● **Problem set**
**1)** In the forum thread, how many contacts does Chipmaker's trailer connector setup use?
**2)** Set down a passage from the forum thread word for word, starting at the words "I a bracket" and ending after "(May 19, 2004)".

To be that close to the battery, you could have just removed the male end and crimped on a terminal and mounted it direttly to the battery terminals. Would been a better connection without the possibilty of vibrations causing sparking near the battery gasses.


----------



## Chipmaker (Sep 16, 2003)

I a bracket to which I added a typical trailer connector to. You can find them with 2, 3 4 or more contacts.......I wne t with the two contact setup as they are cheaper, and smaller and you really only need two conductors anyhow. I had thought long and hard about drilling my cowls and panels and said nope no way...This way my bracket is out of sight and out of the way, and any wires that I attach by way of the male plug is easily run out from under the hood. I also have a short adapter made up that has a female section of a cigarette lighter on one end and a trailer connector on the other, for those odds and ends like cell phone power cord, Sony walkman adapter etc that utilize a cigarette lighter type connection........


----------



## snowmower (May 19, 2004)

> _Originally posted by sixchows _
> *To be that close to the battery, you could have just removed the male end and crimped on a terminal and mounted it direttly to the battery terminals. Would been a better connection without the possibilty of vibrations causing sparking near the battery gasses. *


I am an man living on the edge. Everyday is an adventure with SnowMower.


----------



## guest2 (Dec 27, 2003)

> _Originally posted by snowmower _
> *I am an man living on the edge. Everyday is an adventure with SnowMower.
> *


I wouldn't be expecting a mushroom cloud , but an exploded battery leaves quite a mess behind, even a small one like these.


----------

● **Given records**
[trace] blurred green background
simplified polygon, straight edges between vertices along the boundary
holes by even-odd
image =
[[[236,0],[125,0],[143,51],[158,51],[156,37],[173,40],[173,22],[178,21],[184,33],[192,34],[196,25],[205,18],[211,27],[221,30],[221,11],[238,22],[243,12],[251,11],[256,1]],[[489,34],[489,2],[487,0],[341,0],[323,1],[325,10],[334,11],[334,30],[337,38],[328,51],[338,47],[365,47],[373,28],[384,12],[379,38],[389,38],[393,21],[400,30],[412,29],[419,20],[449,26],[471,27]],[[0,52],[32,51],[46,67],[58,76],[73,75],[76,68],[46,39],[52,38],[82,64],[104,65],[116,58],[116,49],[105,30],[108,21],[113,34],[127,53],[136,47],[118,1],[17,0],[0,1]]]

● **Solution list**
**1)** Two.

**2)**
I a bracket to which I added a typical trailer connector to. You can find them with 2, 3 4 or more contacts.......I wne t with the two contact setup as they are cheaper, and smaller and you really only need two conductors anyhow. I had thought long and hard about drilling my cowls and panels and said nope no way...This way my bracket is out of sight and out of the way, and any wires that I attach by way of the male plug is easily run out from under the hood. I also have a short adapter made up that has a female section of a cigarette lighter on one end and a trailer connector on the other, for those odds and ends like cell phone power cord, Sony walkman adapter etc that utilize a cigarette lighter type connection........


----------



## snowmower (May 19, 2004)